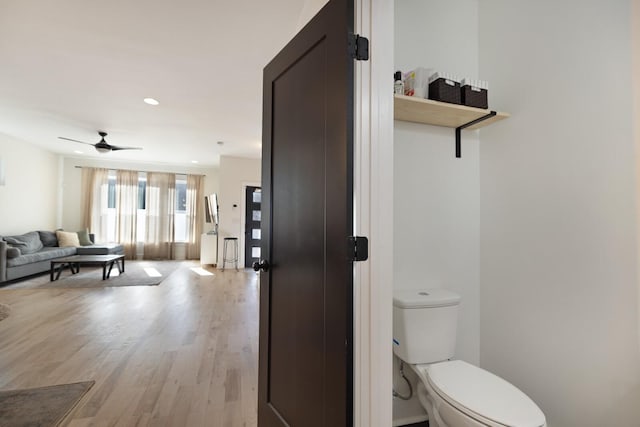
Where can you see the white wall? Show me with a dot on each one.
(436, 223)
(309, 10)
(559, 257)
(235, 174)
(29, 198)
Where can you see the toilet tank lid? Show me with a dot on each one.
(422, 298)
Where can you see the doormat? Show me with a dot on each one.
(42, 406)
(136, 273)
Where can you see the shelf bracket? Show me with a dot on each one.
(466, 125)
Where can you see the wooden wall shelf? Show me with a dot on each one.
(427, 111)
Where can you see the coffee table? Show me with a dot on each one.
(75, 261)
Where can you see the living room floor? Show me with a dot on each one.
(183, 353)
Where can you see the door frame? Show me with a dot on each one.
(373, 198)
(243, 226)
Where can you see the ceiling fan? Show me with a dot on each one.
(103, 146)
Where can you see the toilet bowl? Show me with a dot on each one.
(453, 393)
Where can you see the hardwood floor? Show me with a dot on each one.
(184, 353)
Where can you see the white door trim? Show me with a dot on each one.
(373, 217)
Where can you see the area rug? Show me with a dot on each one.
(137, 273)
(5, 310)
(42, 406)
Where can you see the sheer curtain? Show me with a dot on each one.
(195, 208)
(127, 210)
(95, 186)
(160, 209)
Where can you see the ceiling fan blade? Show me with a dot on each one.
(75, 140)
(116, 148)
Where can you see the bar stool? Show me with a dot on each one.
(230, 257)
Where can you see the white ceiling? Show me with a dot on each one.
(73, 67)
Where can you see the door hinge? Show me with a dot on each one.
(358, 47)
(358, 248)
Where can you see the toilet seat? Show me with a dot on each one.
(481, 395)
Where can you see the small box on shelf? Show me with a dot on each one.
(445, 88)
(474, 93)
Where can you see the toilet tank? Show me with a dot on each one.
(424, 325)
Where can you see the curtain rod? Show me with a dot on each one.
(136, 170)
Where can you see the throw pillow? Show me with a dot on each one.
(27, 243)
(67, 239)
(83, 238)
(13, 252)
(48, 238)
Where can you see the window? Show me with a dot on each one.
(180, 233)
(180, 225)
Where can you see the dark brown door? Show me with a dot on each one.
(305, 368)
(252, 220)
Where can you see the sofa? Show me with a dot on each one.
(30, 253)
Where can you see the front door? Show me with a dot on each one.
(252, 220)
(306, 314)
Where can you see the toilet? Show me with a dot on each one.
(452, 392)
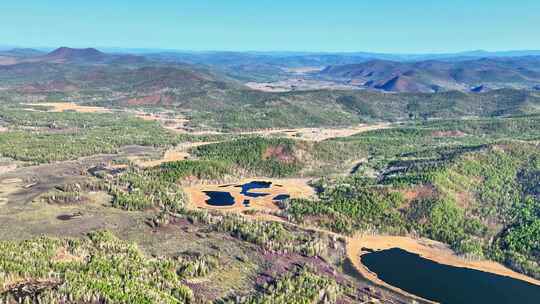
#####
* _Set task_
Format all of the rows above as a JSON list of strings, with one string per line and no blank lines. Omit the pictures.

* _Answer below_
[
  "Where can you see the white wall? Show me with a dot on each one.",
  "(436, 223)",
  "(309, 10)",
  "(559, 257)",
  "(235, 174)",
  "(29, 198)",
  "Where can you see the toilet tank lid? Show me with a dot on each one.",
  "(422, 298)",
  "Where can you see the doormat? Show me with a dot on each one.",
  "(42, 406)",
  "(136, 273)",
  "Where can you see the shelf bracket? Show me with a dot on each one.",
  "(466, 125)",
  "Where can you see the wooden wall shelf? Show me with a dot on each one.",
  "(427, 111)",
  "Where can you see the coffee table? Show me with a dot on each one.",
  "(75, 261)",
  "Where can you see the living room floor? Show me with a dot on each one.",
  "(183, 353)",
  "Where can you see the door frame? Show me with a dot on each one.",
  "(373, 198)",
  "(243, 226)",
  "Where can you see the ceiling fan? Show me with a dot on each one.",
  "(103, 146)",
  "Where can you see the toilet bowl? Show me with a dot on each one.",
  "(453, 393)",
  "Where can you see the hardwood floor? Show me with a dot on each one.",
  "(184, 353)",
  "Where can you see the white door trim? Show me with a dot on each one.",
  "(373, 217)",
  "Where can you see the area rug? Show me with a dot on each one.",
  "(137, 273)",
  "(5, 310)",
  "(42, 406)",
  "Where can you see the sheer curtain? Show me with a dot on each one.",
  "(195, 208)",
  "(127, 210)",
  "(95, 186)",
  "(160, 209)",
  "Where can you see the ceiling fan blade? Show me with a dot on each one.",
  "(75, 140)",
  "(116, 148)",
  "Where can you see the bar stool? Show me with a dot on each one.",
  "(230, 257)",
  "Where can you see the white ceiling? Show me with a dot on each one.",
  "(73, 67)",
  "Where can you see the door hinge? Show me with a dot on each one.",
  "(358, 47)",
  "(358, 248)",
  "Where can you see the toilet seat? Show me with a dot on each one.",
  "(481, 395)",
  "Where can you see the small box on shelf? Show me with a dot on each one.",
  "(445, 88)",
  "(474, 93)",
  "Where can you see the toilet tank? Show me with a dot on each one.",
  "(424, 325)",
  "Where can you see the curtain rod? Show me with a dot on each one.",
  "(136, 170)",
  "Where can you see the throw pillow? Show me with a dot on each one.",
  "(27, 243)",
  "(67, 239)",
  "(83, 238)",
  "(13, 252)",
  "(48, 238)",
  "Where can you see the window? Show me with a dot on each one.",
  "(180, 233)",
  "(180, 225)",
  "Where can you see the dark brown door? Show me with a dot on each one.",
  "(305, 368)",
  "(252, 220)",
  "Where can you see the sofa? Show me with a dot on each one.",
  "(30, 253)",
  "Where can you see the front door? Show me with a dot on each one.",
  "(252, 220)",
  "(306, 314)",
  "Where can you see the toilet? Show me with a dot on each one.",
  "(452, 392)"
]